**Testo proposto**
________________________________________

Lettera aperta a Mariachiara Carrozza e Marco Rossi Doria

Paolo Giugliano

 

Carissimi per voi inizia un lavoro complicato e difficile; provare a cambiare in meglio la scuola Italiana.

Un mastodonte a legame debole, come lo definisce la sociologia composto da oltre 13000 mila istituzioni scolastiche un milione di operatori , ottomilioni di studenti.

Una scuola che Sabino Cassese, autorevole giurista definisce “ senza qualità e senza merito” .

Ma che tipo di merito e di qualità dovrebbe esprimere un istituzione dai connotati incerti e dalla missione sfocata?

 Il suo compito è quello di trasmettere alle nuove generazioni il patrimonio di sapere e valori a cui è giunta una determinata società per assicurarne la riproduzione e l’evoluzione.

Prima tutto era più semplice. La scuola era l’unica agenzia formativa deputata a questo compito, oggi nel tempo della comunicazione diffusa quali sono i contenuti da trasmettere a ragazzi già alfabetizzati dai mas e personal media?

Ragazzi che tra l’altro mutuano gran parte dei loro modelli  (dis)valoriali da quella cattiva maestra “ che secondo il filosofo Karl Popper  è la televisione.

  1. sono le risposte che si sono avute a questa vera e propria domanda di senso che attraversa la scuola, da parte di insegnanti sull’orlo di una crisi di ruolo e di nervi.

Una tecnica, l’altra sociale.

La prima: c’è chi si è rinchiuso nell’orto delle proprie competenze pedagogiche e didattiche perché ritiene che il compito del docente sia solo quello di istruire nella convinzione, che socializzare sottrae tempo allo studio.

La seconda : c’è chi prova a dare risposte educative alle complesse patologie della modernità ( aids, tossicodipendenze ,bullismo ) per rendere più appetibile la scuola a una platea più vaste ed eterogenea del passato.

________________________________________

**Record forniti**
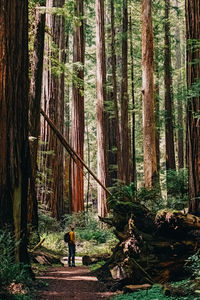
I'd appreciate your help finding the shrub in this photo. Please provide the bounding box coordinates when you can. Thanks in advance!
[0,230,32,287]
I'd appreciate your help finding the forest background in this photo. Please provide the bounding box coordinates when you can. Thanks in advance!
[0,0,200,298]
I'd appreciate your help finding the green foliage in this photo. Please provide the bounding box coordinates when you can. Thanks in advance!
[112,285,174,300]
[167,169,188,210]
[0,230,32,294]
[111,285,199,300]
[184,250,200,277]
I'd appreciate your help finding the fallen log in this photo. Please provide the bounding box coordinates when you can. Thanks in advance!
[97,195,200,286]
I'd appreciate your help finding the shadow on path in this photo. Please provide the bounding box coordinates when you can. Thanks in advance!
[36,266,115,300]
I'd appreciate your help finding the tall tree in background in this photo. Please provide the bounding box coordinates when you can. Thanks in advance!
[175,1,184,169]
[96,0,107,217]
[28,3,45,233]
[164,0,176,170]
[41,0,65,219]
[71,0,85,212]
[121,0,130,184]
[186,0,200,215]
[107,0,122,186]
[142,0,158,188]
[129,12,137,186]
[0,0,30,262]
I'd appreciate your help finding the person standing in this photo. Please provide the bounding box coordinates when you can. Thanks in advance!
[68,225,76,267]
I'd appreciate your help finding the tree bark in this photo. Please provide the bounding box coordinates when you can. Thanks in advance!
[121,0,130,184]
[71,0,85,212]
[28,9,45,230]
[164,0,176,170]
[0,0,30,263]
[186,0,200,215]
[96,0,108,217]
[40,0,65,219]
[129,13,137,189]
[142,0,158,189]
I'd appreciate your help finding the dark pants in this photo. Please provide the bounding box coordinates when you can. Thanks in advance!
[68,242,76,266]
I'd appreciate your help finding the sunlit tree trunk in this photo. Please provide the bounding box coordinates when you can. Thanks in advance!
[28,10,45,234]
[71,0,85,212]
[129,14,137,187]
[175,1,184,169]
[142,0,158,188]
[164,0,176,170]
[107,0,122,186]
[186,0,200,215]
[121,0,130,184]
[0,0,30,263]
[40,0,65,219]
[96,0,107,217]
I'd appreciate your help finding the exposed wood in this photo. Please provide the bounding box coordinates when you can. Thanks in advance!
[41,110,111,195]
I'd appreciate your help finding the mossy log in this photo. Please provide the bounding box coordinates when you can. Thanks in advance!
[97,200,200,286]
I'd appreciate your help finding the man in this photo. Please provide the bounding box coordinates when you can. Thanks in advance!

________________________________________

**Cosa si chiede**
1. Nella lettera aperta sulla scuola, quale giurista definisce la scuola italiana "senza qualità e senza merito"?
2. Prosegui la lettera aperta sulla scuola a partire dal punto in cui si interrompe, mantenendone il tono e il rivolgersi ai due destinatari.

**Risposte ai compiti**
1. Sabino Cassese.

2.
Due “A” ( apprendimenti e atteggiamenti) che denotano  idee diverse di essere e fare scuola.

Se non si parte da qui parlare di merito e di qualità rischia di diventare un mero esercizio retorico.

Alle nostre spalle abbiamo decenni di “riforme invisibili” portate avanti dai ministri che si sono succeduti a i Viale Trastevere,  riforme che non hanno prodotto risultati concreti.

E’ accaduto così che le buone riforme hanno lasciato intatta la cattiva scuola e che la buona scuola sia andata avanti indipendentemente dalle cattive riforme.

I genitori continuano a preferire la scuola pubblica a quella privata, ma non sono soddisfatti del suo funzionamento.

 Gli studenti vivono la scuola come una necessità piuttosto che un valore e uno strumento di promozione sociale.

Gli insegnanti oscillano generosamente fra l’assillo di essere moderni e accattivanti e l’angoscia del programma da rispettare. Insomma un’Istituzione stressata in bilico fra rassegnazione e speranza.

Che fare?    

Per cambiare occorre intervenire contemporaneamente sulla struttura (gli Ordinamenti , la cultura ( i programmi) e sul governo ( ministero, organi collegiali autonomia scolastica) del sistema .

 Rivelatesi improponibili le ricette illuministiche del centro sinistra perché non sono pensabili riforme senza “popolo” che facciano a meno cioè del protagonismo e delle condivisione dei docenti.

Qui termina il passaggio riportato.